> **AIM**
Write out the full set of records below exactly.

> **DATA FOR THIS TASK**
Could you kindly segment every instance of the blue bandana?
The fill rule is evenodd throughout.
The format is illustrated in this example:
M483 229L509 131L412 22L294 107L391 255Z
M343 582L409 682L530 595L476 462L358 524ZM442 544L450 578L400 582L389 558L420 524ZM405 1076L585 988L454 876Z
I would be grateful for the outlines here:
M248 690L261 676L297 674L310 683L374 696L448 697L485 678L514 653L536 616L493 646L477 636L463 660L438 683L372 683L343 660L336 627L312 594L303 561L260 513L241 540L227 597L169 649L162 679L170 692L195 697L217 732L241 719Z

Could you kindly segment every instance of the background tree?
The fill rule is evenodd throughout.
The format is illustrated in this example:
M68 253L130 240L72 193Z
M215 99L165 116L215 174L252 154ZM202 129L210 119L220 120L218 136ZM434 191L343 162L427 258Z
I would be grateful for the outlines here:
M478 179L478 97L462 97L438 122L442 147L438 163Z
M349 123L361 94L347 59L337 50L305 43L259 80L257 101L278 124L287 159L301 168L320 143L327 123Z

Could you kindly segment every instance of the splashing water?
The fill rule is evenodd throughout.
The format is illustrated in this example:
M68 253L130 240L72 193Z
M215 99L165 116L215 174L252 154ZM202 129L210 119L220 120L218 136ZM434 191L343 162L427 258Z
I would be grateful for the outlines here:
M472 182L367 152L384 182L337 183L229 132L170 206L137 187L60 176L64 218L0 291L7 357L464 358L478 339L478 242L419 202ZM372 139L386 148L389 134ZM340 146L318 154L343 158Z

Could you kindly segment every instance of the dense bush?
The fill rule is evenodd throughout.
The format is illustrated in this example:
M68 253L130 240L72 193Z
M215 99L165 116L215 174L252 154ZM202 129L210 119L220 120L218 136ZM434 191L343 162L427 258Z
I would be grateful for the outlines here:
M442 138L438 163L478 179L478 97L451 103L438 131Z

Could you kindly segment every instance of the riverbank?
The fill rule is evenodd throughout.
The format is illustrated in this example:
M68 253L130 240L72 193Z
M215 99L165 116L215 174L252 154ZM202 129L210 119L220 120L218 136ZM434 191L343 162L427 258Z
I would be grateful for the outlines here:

> **RESPONSE TO THIS TASK**
Could you kindly segment every instance of the blue bandana?
The fill rule is evenodd throughout.
The format is illustrated in this example:
M483 229L509 131L412 22L294 107L391 255Z
M343 582L409 682L530 595L476 462L358 524ZM442 544L450 578L400 582L389 558L420 524ZM405 1076L585 988L454 876Z
I would be grateful for the outlines here:
M248 690L261 676L297 674L310 683L374 696L448 697L485 678L514 653L536 616L493 646L477 636L463 660L438 683L372 683L343 660L336 627L312 594L303 561L260 513L241 540L227 597L169 649L162 679L170 692L195 697L217 732L241 719Z

Could you kindly segment every instance of the background tree?
The fill rule is evenodd throughout.
The format is illustrated in this example:
M68 253L130 240L72 193Z
M215 99L165 116L215 174L252 154ZM202 129L210 119L220 120L218 136ZM434 191L343 162L427 258Z
I would be grateful for the outlines here:
M478 179L478 97L462 97L438 122L442 147L438 163Z
M349 123L361 94L347 59L337 50L305 43L259 80L257 101L278 124L287 159L301 168L320 143L327 123Z

Could you kindly segment every instance of the splashing water?
The fill rule is evenodd throughout.
The format is illustrated in this example:
M68 253L130 240L72 193Z
M215 99L165 116L215 174L252 154ZM202 129L210 119L220 120L218 136ZM434 191L343 162L427 258Z
I would be grateful for the outlines here:
M472 182L367 152L384 182L337 183L229 132L170 206L137 187L60 176L64 218L0 291L7 357L464 358L478 339L478 242L419 202ZM372 139L386 148L389 134ZM340 146L318 154L343 158Z

Could you kindly segment every instance of the dense bush?
The fill rule is evenodd throughout.
The format is illustrated in this example:
M68 253L130 240L72 193Z
M215 99L165 116L215 174L252 154ZM202 129L210 119L220 120L218 136ZM434 191L343 162L427 258Z
I would be grateful for the outlines here:
M442 138L438 163L478 179L478 97L451 103L438 131Z

Could you kindly segment every instance of the riverbank?
The fill rule is evenodd throughout.
The format is illustrated in this example:
M68 253L130 240L72 193Z
M215 99L165 116L215 174L252 154ZM202 129L210 119L220 120L218 136ZM434 191L343 162L427 258Z
I would be grateful for the outlines here:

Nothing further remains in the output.